▸ The task: Copy out every line of the items below, requests included, adding 99 to each coordinate in the answers.
— START Given records —
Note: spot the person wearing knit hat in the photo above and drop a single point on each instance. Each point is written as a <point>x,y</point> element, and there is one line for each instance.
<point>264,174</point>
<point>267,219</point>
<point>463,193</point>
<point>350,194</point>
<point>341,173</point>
— END Given records —
▸ Complete output:
Note: spot the person wearing knit hat in the photo above and drop a single point on each instance. Each point is written as a <point>x,y</point> element, and there is one line for each instance.
<point>363,273</point>
<point>366,318</point>
<point>562,292</point>
<point>449,293</point>
<point>440,272</point>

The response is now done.